Task statement — The answer should consist of all the records, copied exactly.

Material provided —
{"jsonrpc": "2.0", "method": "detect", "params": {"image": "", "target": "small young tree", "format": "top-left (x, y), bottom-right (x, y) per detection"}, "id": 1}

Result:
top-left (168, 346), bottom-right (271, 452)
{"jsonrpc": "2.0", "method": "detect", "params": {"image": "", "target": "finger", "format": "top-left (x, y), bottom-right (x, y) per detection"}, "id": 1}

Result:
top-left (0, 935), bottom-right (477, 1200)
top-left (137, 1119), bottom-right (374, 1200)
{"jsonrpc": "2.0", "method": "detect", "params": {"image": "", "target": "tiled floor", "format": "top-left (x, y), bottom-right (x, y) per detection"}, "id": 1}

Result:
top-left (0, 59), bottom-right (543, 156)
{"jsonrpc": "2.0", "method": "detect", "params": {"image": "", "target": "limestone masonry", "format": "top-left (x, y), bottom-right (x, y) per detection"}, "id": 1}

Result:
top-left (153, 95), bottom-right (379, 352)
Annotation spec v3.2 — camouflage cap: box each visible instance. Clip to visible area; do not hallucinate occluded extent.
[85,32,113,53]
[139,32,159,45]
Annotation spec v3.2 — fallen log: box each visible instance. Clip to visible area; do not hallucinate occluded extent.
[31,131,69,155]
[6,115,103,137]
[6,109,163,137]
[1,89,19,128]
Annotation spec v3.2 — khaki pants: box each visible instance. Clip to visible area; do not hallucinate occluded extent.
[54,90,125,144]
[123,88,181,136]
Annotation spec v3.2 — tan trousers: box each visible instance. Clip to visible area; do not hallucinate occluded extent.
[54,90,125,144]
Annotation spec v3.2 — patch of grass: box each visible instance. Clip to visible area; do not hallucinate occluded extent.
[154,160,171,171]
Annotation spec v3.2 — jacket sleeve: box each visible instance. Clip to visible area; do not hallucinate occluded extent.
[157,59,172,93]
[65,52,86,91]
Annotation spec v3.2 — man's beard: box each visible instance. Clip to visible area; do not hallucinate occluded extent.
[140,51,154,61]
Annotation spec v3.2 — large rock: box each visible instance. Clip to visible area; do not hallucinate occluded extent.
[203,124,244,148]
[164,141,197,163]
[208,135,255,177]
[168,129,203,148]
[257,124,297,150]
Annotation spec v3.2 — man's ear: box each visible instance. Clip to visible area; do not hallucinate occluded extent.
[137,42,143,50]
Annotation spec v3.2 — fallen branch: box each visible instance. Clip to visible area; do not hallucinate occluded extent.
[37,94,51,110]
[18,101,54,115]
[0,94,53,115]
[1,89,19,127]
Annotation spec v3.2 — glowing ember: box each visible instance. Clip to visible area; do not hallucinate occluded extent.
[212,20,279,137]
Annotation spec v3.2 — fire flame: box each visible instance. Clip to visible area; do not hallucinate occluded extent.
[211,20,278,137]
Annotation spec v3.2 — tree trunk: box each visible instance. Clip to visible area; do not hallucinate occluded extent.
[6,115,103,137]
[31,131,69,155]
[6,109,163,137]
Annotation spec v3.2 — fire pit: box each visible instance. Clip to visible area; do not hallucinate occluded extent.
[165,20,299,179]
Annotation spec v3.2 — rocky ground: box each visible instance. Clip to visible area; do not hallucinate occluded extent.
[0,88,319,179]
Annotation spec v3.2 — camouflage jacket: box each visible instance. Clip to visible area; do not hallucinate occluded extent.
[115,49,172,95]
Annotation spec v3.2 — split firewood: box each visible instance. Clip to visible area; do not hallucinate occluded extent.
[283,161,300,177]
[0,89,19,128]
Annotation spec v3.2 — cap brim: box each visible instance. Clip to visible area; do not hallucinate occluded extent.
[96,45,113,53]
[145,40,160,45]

Result for this exercise —
{"jsonrpc": "2.0", "method": "detect", "params": {"image": "", "target": "small young tree", "format": "top-left (x, y), bottom-right (x, y) per detection"}, "id": 1}

Result:
top-left (168, 346), bottom-right (271, 452)
{"jsonrpc": "2.0", "method": "detect", "params": {"image": "", "target": "finger", "format": "top-left (x, y), bottom-right (x, y) per detection"}, "id": 1}

Result:
top-left (0, 935), bottom-right (477, 1200)
top-left (137, 1119), bottom-right (374, 1200)
{"jsonrpc": "2.0", "method": "detect", "params": {"image": "", "target": "tiled floor", "format": "top-left (x, y), bottom-right (x, y) per detection"}, "id": 1}

Result:
top-left (0, 59), bottom-right (543, 156)
{"jsonrpc": "2.0", "method": "detect", "params": {"image": "", "target": "limestone masonry", "format": "top-left (x, y), bottom-right (x, y) per detection"}, "id": 1}

Result:
top-left (153, 95), bottom-right (379, 352)
Annotation spec v3.2 — camouflage cap: box each visible instance. Clip to visible area; do not hallucinate occluded extent.
[85,32,113,53]
[139,32,159,45]
Annotation spec v3.2 — fallen log: box each visible instance. Clip to visible area; do not hallucinate occluded extent.
[31,131,69,155]
[6,115,103,137]
[6,109,163,137]
[1,89,19,128]
Annotation spec v3.2 — khaki pants: box each visible instance. Clip to visible area; do not hallucinate occluded extent.
[54,90,125,144]
[123,88,181,136]
Annotation spec v3.2 — tan trousers: box each visible instance. Clip to visible area; do not hallucinate occluded extent.
[54,90,125,144]
Annotation spec v3.2 — patch of grass: box each visible instance. Clip to visible area; do not hallucinate occluded extent.
[154,160,171,171]
Annotation spec v3.2 — jacket sleeve: box each visible instance. Clip to visible area; do not hallucinate occluded extent.
[157,59,172,93]
[65,52,86,91]
Annotation spec v3.2 — man's beard: box each visible instance. Clip to visible area; do not hallucinate occluded extent.
[140,51,154,61]
Annotation spec v3.2 — large rock: box each visible instance. Clip to visible area; do not hallucinate occluded extent.
[203,124,244,148]
[164,141,197,163]
[208,135,255,177]
[168,129,203,148]
[257,124,297,150]
Annotation spec v3.2 — man's ear: box each visible instance. Clip to visible area; do not hallucinate occluded extent.
[137,42,143,50]
Annotation spec v3.2 — fallen branch: box each visible instance. Clip to visible area; do not hallucinate occluded extent.
[37,94,51,110]
[18,101,54,115]
[0,94,53,115]
[1,89,19,127]
Annotation spec v3.2 — glowing ember: box each visible instance. Clip to visible area; do not hallucinate occluded extent.
[212,20,279,137]
Annotation spec v3.2 — fire flame: box each visible instance. Clip to visible area; do not hallucinate occluded extent.
[211,20,278,137]
Annotation spec v3.2 — tree trunk: box each visible instance. Clip to visible area; do not hallucinate occluded extent.
[6,115,103,137]
[31,131,69,155]
[6,109,163,137]
Annotation spec v3.2 — fire pit: box each visible instance. Clip to visible area; do not hallucinate occluded extent.
[165,20,299,179]
Annotation spec v3.2 — rocky ground: box each visible instance. Clip to visible area; do not hallucinate occluded extent.
[0,88,319,179]
Annotation spec v3.2 — camouflage jacket: box each visible instance. Clip to visible area; do not hallucinate occluded extent.
[115,49,172,95]
Annotation spec v3.2 — split firewood: box each visible instance. Clip to visible area; do not hallucinate occluded extent.
[283,161,300,177]
[0,89,19,128]
Annotation spec v3.2 — cap brim: box each visible instance. Clip to visible area; do not hallucinate occluded extent.
[96,45,113,53]
[145,40,160,45]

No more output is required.